| OBJECTIVE |
Render every line below as a Markdown table with the columns No. and Line, numbering the lines consecutively and leaving out any blank ones.

| RECORDS PROVIDED |
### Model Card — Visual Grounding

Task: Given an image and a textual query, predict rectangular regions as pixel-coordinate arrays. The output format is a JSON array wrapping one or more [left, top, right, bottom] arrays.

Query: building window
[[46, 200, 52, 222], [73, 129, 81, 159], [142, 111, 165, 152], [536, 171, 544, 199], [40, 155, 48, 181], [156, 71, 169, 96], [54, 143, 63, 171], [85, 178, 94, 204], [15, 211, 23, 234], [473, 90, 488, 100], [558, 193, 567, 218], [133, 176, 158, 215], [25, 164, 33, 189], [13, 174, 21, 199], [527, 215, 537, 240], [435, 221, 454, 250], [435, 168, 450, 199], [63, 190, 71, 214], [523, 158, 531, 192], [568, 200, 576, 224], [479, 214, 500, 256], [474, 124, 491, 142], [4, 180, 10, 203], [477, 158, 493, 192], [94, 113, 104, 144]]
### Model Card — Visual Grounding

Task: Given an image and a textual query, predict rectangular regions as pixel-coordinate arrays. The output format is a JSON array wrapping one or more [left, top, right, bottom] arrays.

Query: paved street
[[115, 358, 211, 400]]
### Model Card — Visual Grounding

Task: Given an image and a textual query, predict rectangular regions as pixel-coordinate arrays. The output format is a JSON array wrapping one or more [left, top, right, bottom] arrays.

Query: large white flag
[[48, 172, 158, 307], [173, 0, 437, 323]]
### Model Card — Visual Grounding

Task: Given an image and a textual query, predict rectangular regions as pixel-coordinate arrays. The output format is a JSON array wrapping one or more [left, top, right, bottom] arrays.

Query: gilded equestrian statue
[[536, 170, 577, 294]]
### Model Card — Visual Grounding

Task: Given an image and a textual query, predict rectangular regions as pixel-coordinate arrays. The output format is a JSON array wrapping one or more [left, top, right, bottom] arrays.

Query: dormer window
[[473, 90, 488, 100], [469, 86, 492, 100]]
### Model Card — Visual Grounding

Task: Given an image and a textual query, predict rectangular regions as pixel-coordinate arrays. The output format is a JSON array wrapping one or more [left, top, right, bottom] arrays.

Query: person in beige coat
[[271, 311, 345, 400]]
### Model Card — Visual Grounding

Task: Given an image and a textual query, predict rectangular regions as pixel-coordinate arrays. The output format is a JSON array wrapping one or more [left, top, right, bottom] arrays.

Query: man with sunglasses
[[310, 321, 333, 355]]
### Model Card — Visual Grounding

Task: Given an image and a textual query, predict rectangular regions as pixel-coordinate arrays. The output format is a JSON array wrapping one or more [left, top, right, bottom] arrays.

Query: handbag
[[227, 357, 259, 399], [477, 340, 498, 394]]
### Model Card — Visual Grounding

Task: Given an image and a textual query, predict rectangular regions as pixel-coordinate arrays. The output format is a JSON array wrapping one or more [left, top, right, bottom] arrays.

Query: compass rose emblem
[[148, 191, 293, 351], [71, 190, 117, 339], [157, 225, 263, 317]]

| CORRECT RESULT |
| No. | Line |
|---|---|
| 1 | ### Model Card — Visual Grounding |
| 2 | Task: Given an image and a textual query, predict rectangular regions as pixel-coordinate arrays. The output format is a JSON array wrapping one or more [left, top, right, bottom] arrays. |
| 3 | Query: building window |
| 4 | [[46, 200, 52, 222], [73, 129, 81, 159], [142, 111, 165, 152], [536, 171, 544, 199], [40, 155, 48, 181], [156, 71, 169, 96], [54, 143, 63, 171], [85, 178, 94, 204], [15, 211, 23, 234], [473, 90, 488, 100], [558, 193, 567, 218], [133, 176, 158, 215], [25, 164, 33, 189], [13, 174, 21, 199], [527, 215, 537, 240], [435, 221, 454, 250], [435, 168, 450, 199], [63, 190, 71, 214], [523, 158, 531, 192], [568, 200, 576, 224], [479, 214, 500, 256], [474, 124, 491, 142], [4, 180, 10, 203], [477, 158, 493, 192], [94, 113, 104, 144]] |
| 5 | ### Model Card — Visual Grounding |
| 6 | Task: Given an image and a textual query, predict rectangular regions as pixel-coordinate arrays. The output format is a JSON array wrapping one or more [left, top, right, bottom] arrays. |
| 7 | Query: paved street |
| 8 | [[115, 358, 211, 400]] |
| 9 | ### Model Card — Visual Grounding |
| 10 | Task: Given an image and a textual query, predict rectangular regions as pixel-coordinate arrays. The output format is a JSON array wrapping one or more [left, top, right, bottom] arrays. |
| 11 | Query: large white flag |
| 12 | [[48, 172, 158, 307], [173, 0, 437, 323]] |
| 13 | ### Model Card — Visual Grounding |
| 14 | Task: Given an image and a textual query, predict rectangular regions as pixel-coordinate arrays. The output format is a JSON array wrapping one or more [left, top, right, bottom] arrays. |
| 15 | Query: gilded equestrian statue |
| 16 | [[536, 170, 577, 294]] |
| 17 | ### Model Card — Visual Grounding |
| 18 | Task: Given an image and a textual query, predict rectangular regions as pixel-coordinate arrays. The output format is a JSON array wrapping one or more [left, top, right, bottom] arrays. |
| 19 | Query: dormer window |
| 20 | [[473, 90, 488, 100], [469, 86, 492, 100]] |
| 21 | ### Model Card — Visual Grounding |
| 22 | Task: Given an image and a textual query, predict rectangular regions as pixel-coordinate arrays. The output format is a JSON array wrapping one or more [left, top, right, bottom] arrays. |
| 23 | Query: person in beige coat |
| 24 | [[271, 311, 345, 400]] |
| 25 | ### Model Card — Visual Grounding |
| 26 | Task: Given an image and a textual query, predict rectangular regions as pixel-coordinate arrays. The output format is a JSON array wrapping one or more [left, top, right, bottom] arrays. |
| 27 | Query: man with sunglasses |
| 28 | [[310, 321, 333, 355]] |
| 29 | ### Model Card — Visual Grounding |
| 30 | Task: Given an image and a textual query, predict rectangular regions as pixel-coordinate arrays. The output format is a JSON array wrapping one or more [left, top, right, bottom] arrays. |
| 31 | Query: handbag |
| 32 | [[227, 357, 259, 399], [477, 340, 498, 394]] |
| 33 | ### Model Card — Visual Grounding |
| 34 | Task: Given an image and a textual query, predict rectangular regions as pixel-coordinate arrays. The output format is a JSON array wrapping one or more [left, top, right, bottom] arrays. |
| 35 | Query: compass rose emblem |
| 36 | [[148, 191, 293, 351], [71, 190, 117, 339], [157, 225, 263, 317]] |